• _Aim 1_:
Answer these from the gas utility regulation excerpt, each on its own line and marked (a) to (c):
(a) Which federal department regulates safety in operating and maintaining the gas distribution facilities?
(b) In which states are the former manufactured gas plant sites that gave rise to environmental claims?
(c) Under which section of which act does the FERC allow gas transportation through the Atmos Pipeline — Texas assets?
• _Aim 2_:
In the gas utility regulation excerpt, turn the paragraph beginning "Each of our natural gas distribution divisions" into a short bulleted list that keeps its main facts.
• _Aim 3_:
Pick up the gas utility regulation excerpt after its final sentence and continue it.

• _Text excerpt_:
Each of our natural gas distribution divisions is regulated by various state or local public utility authorities. We are also subject to regulation by the United States Department of Transportation with respect to safety requirements in the operation and maintenance of our gas distribution facilities. In addition, our distribution operations are also subject to various state and federal laws regulating environmental matters. From time to time we receive inquiries regarding various environmental matters. We believe that our properties and operations substantially comply with and are operated in substantial conformity with applicable safety and environmental statutes and regulations. There are no administrative nor judicial proceedings arising under environmental quality statutes pending or known to be contemplated by governmental agencies which would have a material adverse effect on us or our operations. Our environmental claims have arisen primarily from former manufactured gas plant sites in Tennessee, Iowa and Missouri.
 
The Federal Energy Regulatory Commission (FERC) allows, pursuant to Section 311 of the Natural Gas Policy Act, gas transportation services through our Atmos Pipeline — Texas assets “on behalf of” interstate pipelines or local distribution companies served by interstate pipelines, without subjecting these assets to the jurisdiction of the FERC.

• _Material_:
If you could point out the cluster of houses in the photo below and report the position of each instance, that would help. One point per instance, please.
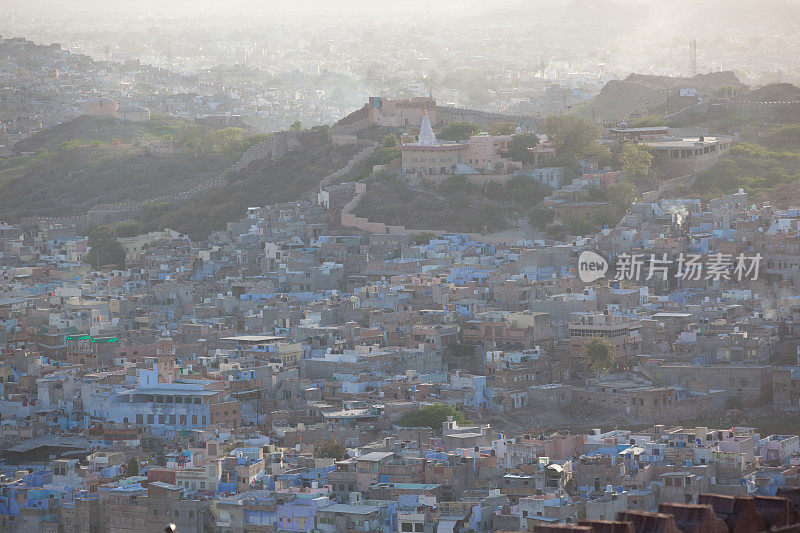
(263, 379)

• _Final result 1_:
(a) The United States Department of Transportation.
(b) Tennessee, Iowa and Missouri.
(c) Section 311 of the Natural Gas Policy Act.

• _Final result 2_:
- Each natural gas distribution division is regulated by state or local public utility authorities.
- The United States Department of Transportation regulates safety in operating and maintaining the gas distribution facilities.
- Distribution operations are subject to state and federal environmental laws, and inquiries on environmental matters arrive from time to time.
- The company believes its properties and operations substantially comply with applicable safety and environmental statutes and regulations.
- No pending or contemplated government proceedings under environmental quality statutes would have a material adverse effect on the company or its operations.
- Environmental claims have come mainly from former manufactured gas plant sites in Tennessee, Iowa and Missouri.

• _Final result 3_:
Competition
 
Although our natural gas distribution operations are not currently in significant direct competition with any other distributors of natural gas to residential and commercial customers within our service areas, we do compete with other natural gas suppliers and suppliers of alternative fuels for sales to industrial and agricultural customers. We compete in all aspects of our business with alternative energy sources, including, in particular, electricity. Electric utilities offer electricity as a rival energy source and compete for the space heating, water heating and cooking markets. Promotional incentives, improved equipment efficiencies and promotional rates all contribute to the acceptability of electrical equipment. The principal means to compete against alternative fuels is lower prices, and natural gas historically has maintained its price advantage in the residential, commercial and industrial markets. However, higher gas prices, coupled with the electric utilities’ marketing efforts, have increased competition for residential and commercial customers. In addition, AEM competes with other natural gas brokers in obtaining natural gas supplies for our customers.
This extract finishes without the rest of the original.